▸ **WHAT IS ASKED**:
Nothing but the line with "of the short" and the lines after it, through the end of the records below, is to be repeated, exactly as it is.

▬▬▬▬▬▬

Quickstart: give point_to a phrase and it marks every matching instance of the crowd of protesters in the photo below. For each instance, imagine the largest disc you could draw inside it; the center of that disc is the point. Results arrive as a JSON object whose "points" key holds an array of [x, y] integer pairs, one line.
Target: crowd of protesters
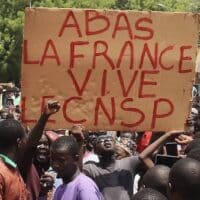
{"points": [[77, 164]]}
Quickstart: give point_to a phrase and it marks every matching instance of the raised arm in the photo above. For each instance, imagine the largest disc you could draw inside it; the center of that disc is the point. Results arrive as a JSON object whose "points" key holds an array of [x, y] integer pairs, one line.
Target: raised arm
{"points": [[51, 108], [145, 156], [25, 161]]}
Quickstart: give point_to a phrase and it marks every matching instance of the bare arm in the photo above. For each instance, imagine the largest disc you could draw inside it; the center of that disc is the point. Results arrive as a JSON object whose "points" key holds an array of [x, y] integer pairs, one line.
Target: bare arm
{"points": [[34, 137], [145, 156]]}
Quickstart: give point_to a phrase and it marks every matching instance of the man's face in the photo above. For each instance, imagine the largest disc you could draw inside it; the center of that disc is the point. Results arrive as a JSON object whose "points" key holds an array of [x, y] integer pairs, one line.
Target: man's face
{"points": [[105, 144], [43, 152], [63, 163]]}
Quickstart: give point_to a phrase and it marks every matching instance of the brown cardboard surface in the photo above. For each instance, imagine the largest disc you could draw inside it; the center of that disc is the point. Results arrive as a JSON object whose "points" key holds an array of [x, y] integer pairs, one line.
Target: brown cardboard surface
{"points": [[73, 55]]}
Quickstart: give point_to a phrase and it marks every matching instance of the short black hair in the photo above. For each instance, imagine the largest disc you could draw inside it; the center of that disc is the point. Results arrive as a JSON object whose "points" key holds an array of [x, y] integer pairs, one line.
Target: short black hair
{"points": [[10, 131], [157, 178], [184, 178], [149, 194], [66, 143]]}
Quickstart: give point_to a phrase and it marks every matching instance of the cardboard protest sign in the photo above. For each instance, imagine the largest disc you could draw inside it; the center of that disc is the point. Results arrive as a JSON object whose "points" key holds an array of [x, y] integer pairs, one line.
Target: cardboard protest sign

▬▬▬▬▬▬

▸ **SOLVED PROBLEM**:
Quickstart: give point_to a phrase and it marks every matching instance of the short black hair in the photo above. For each instance, imagine the largest disc you could draw inside it; the center of that disc is the point. Results arrive as a JSON object whose "points" key holds an array of [x, y] integer pairs, one line.
Target: short black hair
{"points": [[10, 131], [157, 178], [184, 178], [149, 194], [66, 143]]}
Quickstart: give point_to a phrase and it marks every matching instance of the cardboard protest sign in the photo above. For each instance, imagine the largest disc you could draw inside it; the center of that disc is the point. Results arrive as a JSON object whose "points" key holds an array of [x, y] integer pairs, one line.
Target: cardboard protest sign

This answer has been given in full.